Challenge: Copy out everything from the line containing "Given the photograph above, report where the pile of dirt" down through the end of the entries, requests included, and shift every coordinate in the answers by adding 117 to it.

--- BEGIN Data lines ---

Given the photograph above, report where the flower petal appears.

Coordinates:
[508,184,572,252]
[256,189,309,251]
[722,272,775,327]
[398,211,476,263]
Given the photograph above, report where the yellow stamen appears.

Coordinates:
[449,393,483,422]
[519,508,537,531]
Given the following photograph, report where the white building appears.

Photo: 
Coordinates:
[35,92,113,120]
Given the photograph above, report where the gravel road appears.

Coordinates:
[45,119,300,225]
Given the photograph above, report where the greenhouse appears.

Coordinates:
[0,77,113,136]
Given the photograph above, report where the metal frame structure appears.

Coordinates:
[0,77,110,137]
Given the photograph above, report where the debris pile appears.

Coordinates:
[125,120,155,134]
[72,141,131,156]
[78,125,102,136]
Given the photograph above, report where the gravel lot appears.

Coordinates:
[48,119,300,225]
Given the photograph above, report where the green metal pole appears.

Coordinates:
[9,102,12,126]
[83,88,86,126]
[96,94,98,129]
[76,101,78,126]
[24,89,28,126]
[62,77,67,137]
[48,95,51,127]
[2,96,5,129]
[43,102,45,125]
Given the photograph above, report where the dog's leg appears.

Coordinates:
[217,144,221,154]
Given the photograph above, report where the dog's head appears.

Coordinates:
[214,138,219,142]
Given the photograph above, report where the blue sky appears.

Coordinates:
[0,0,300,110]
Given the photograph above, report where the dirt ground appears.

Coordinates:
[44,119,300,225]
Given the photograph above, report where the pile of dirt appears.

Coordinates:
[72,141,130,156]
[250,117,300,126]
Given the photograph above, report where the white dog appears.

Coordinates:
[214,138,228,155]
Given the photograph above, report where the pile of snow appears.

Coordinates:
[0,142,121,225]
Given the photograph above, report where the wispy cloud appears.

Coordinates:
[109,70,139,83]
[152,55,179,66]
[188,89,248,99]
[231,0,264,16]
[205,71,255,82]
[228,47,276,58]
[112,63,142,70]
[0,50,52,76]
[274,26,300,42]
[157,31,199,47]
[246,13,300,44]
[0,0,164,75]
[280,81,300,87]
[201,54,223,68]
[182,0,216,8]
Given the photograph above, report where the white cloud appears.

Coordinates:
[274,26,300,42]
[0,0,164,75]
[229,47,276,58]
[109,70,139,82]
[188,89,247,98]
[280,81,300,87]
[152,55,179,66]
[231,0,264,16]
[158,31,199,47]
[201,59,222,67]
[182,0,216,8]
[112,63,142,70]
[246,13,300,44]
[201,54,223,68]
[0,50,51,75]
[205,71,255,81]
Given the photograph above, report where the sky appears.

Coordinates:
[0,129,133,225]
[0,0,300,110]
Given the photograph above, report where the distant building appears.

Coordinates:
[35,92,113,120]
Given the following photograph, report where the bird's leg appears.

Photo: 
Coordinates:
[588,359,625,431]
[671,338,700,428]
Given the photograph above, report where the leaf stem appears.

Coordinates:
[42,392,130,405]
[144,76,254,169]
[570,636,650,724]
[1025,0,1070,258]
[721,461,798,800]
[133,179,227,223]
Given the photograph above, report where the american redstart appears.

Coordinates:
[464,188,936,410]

--- END Data lines ---

Output of the task:
Given the photograph above, report where the pile of dirt appears.

Coordinates:
[189,258,247,273]
[367,234,417,243]
Given the photograph above, report where the white dog appears.

Coordinates:
[331,255,345,272]
Given the photograph above, report where the pile of snow appears.

Coordinates:
[117,259,238,342]
Given the photograph above, report where the wispy cloud appears.

Coordinates:
[226,187,256,200]
[269,172,296,183]
[305,206,365,216]
[348,117,381,133]
[322,188,372,199]
[345,164,393,175]
[229,180,259,187]
[117,167,169,193]
[391,143,417,159]
[274,148,316,164]
[363,130,417,161]
[117,117,281,192]
[397,198,417,204]
[318,171,340,185]
[299,117,333,125]
Given the photograph above, report where the white cloud appears.

Coordinates:
[391,143,417,159]
[117,117,281,192]
[346,164,393,175]
[226,187,256,199]
[305,206,364,215]
[397,198,417,204]
[269,172,296,183]
[348,117,381,133]
[275,148,316,164]
[318,176,339,184]
[299,117,333,125]
[229,180,259,187]
[363,130,417,161]
[318,171,340,185]
[117,167,168,192]
[322,188,372,198]
Given the photograph above, report where the sky appears.

Coordinates:
[117,246,250,342]
[117,117,417,227]
Given the photograph above, report where the distant building appears.

Coordinates:
[152,209,230,237]
Given the following photograph, report where the bird's leg appears.

Photo: 
Coordinates:
[705,476,742,548]
[788,455,817,545]
Given the photograph above, report where the leaf stem appears.

Coordinates:
[159,509,247,522]
[261,193,371,286]
[687,753,767,841]
[1142,117,1187,375]
[838,578,915,917]
[250,296,344,340]
Given the photograph above, report where the american redstart appears.

Coordinates:
[581,305,1053,527]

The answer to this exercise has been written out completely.